**Texte source:**
# essere giallo come un limone



## Lauretess

Ciao a tutti,
Je viens de découvrir l'idiome "giallo come un limone". Est-ce bien la même signification que l'expression française "blanc comme un linge" ou "blanc comme un cachet d'aspirine" ?   
Grazie mille


----------



## Paulfromitaly

Dipende dal contesto


----------



## Lauretess

Malheureusement, il n'y avait pas de contexte Paul. C'était une sorte de lexique avec des expressions comprenant "limone" : "essere giallo come un limone", "spremere qualcuno come un limone", "garantito al limone"


----------



## Olaszinhok

Lauretess said:


> Je viens de découvrir l'idiome "giallo come un limone"


Est-ce que vous ne connaissez pas l'expression française " Être jaune comme un citron ou comme un coing? " Vous pouvez regarder ceci: 
jaune comme un citron (définition)
Être jaune comme un citron ou comme un coing : signification et origine de lexpression


----------



## Lauretess

Merci Olaszinhok. Figurez-vous que je ne connaissais pas cette expression. Je la découvre grâce à vous. Vous connaissez mieux le français que moi  . Comme le dit l'expression "je m'endormirai moins bête ce soir"


----------



## Giulia2213

Ciao,
Est-ce qu'on peut utiliser cette expression pour désigner une personne avec un ictère ? 

Ictère ou jaunisse : Ictère — Wikipédia

Et pas uniquement une personne qui a le teint malade. 

Ou pas ?


----------



## Paulfromitaly

Lauretess said:


> "essere giallo come un limone"


Nonostante il significato letterale sia chiaro, non ho mai sentito questa espressione, quindi non avrei idea di cosa dovrebbe voler dire, se non presa letteralmente.


----------



## Giulia2213

Et en français ? On peut dire "être jaune comme un citron" pour une personne qui a la jaunisse ?

Edit "citron" au lieu de "cotron"

Merchiiii


----------



## matoupaschat

Giulia2213 said:


> Et en français ? On peut dire "être jaune comme un cotron" pour une personne qui a la jaunisse ?
> 
> 
> Merchiiii


Bien sûr qu'on peut dire "être jaune comme un c*i*tron" pour quelqu'un qui a la jaunisse.


----------



## Giulia2213

@matoupaschat Apparemment, nos corrections de ma grosse coquille se sont croisées !


----------

**Données fournies:**
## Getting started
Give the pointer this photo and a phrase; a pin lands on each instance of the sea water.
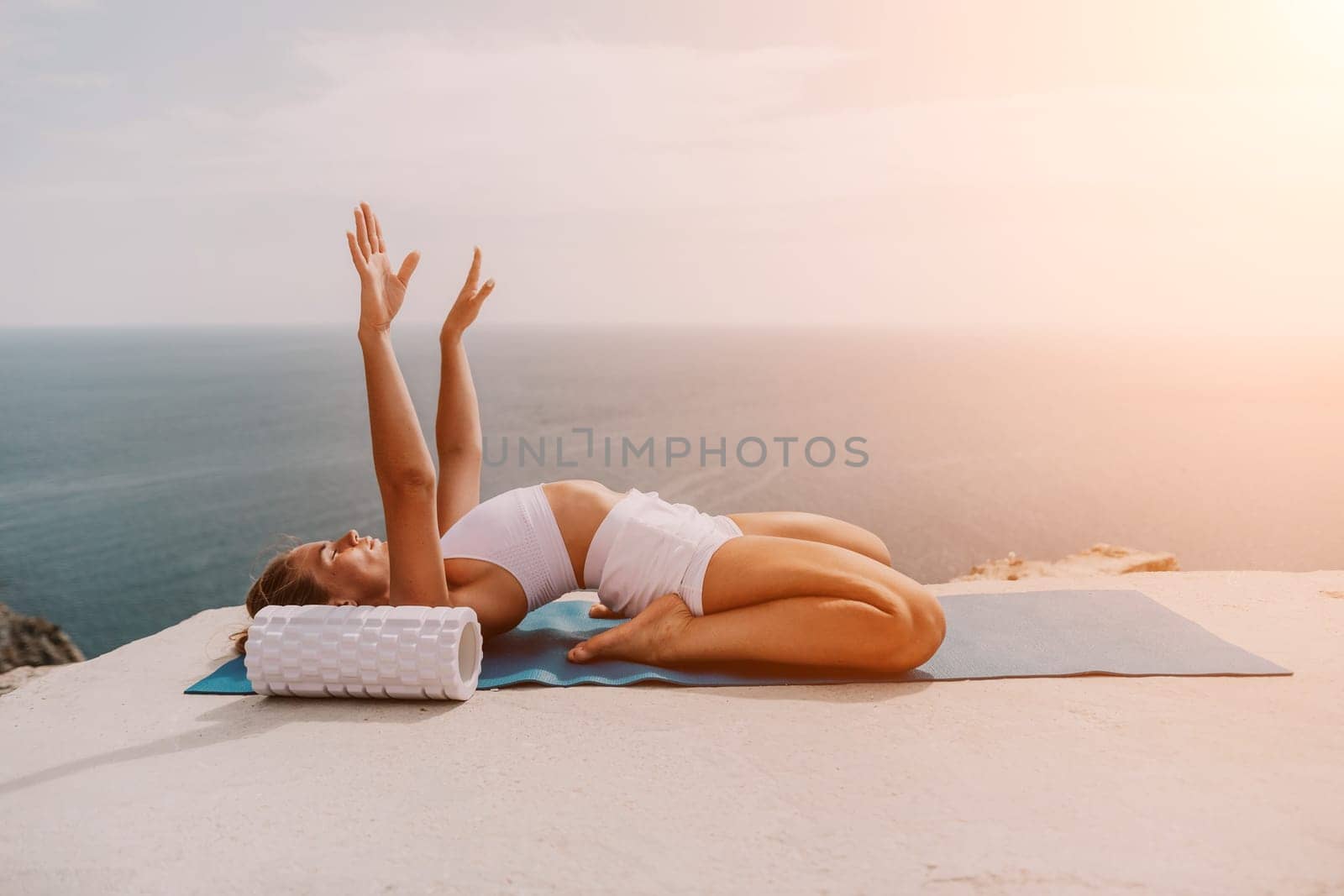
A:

**Consigne 1:** Recopiez le passage du fil de discussion sur « giallo come un limone », en commençant à "## matoupaschat" et en terminant à "a la jaunisse.".
**Consigne 2:** Dans le fil de discussion sur « giallo come un limone », quelles expressions avec « limone » figuraient dans le lexique mentionné par Lauretess, en plus de « essere giallo come un limone » ?

**Réponse 1:**
## matoupaschat

Giulia2213 said:


> Et en français ? On peut dire "être jaune comme un cotron" pour une personne qui a la jaunisse ?
> 
> 
> Merchiiii


Bien sûr qu'on peut dire "être jaune comme un c*i*tron" pour quelqu'un qui a la jaunisse.

**Réponse 2:** « spremere qualcuno come un limone » et « garantito al limone »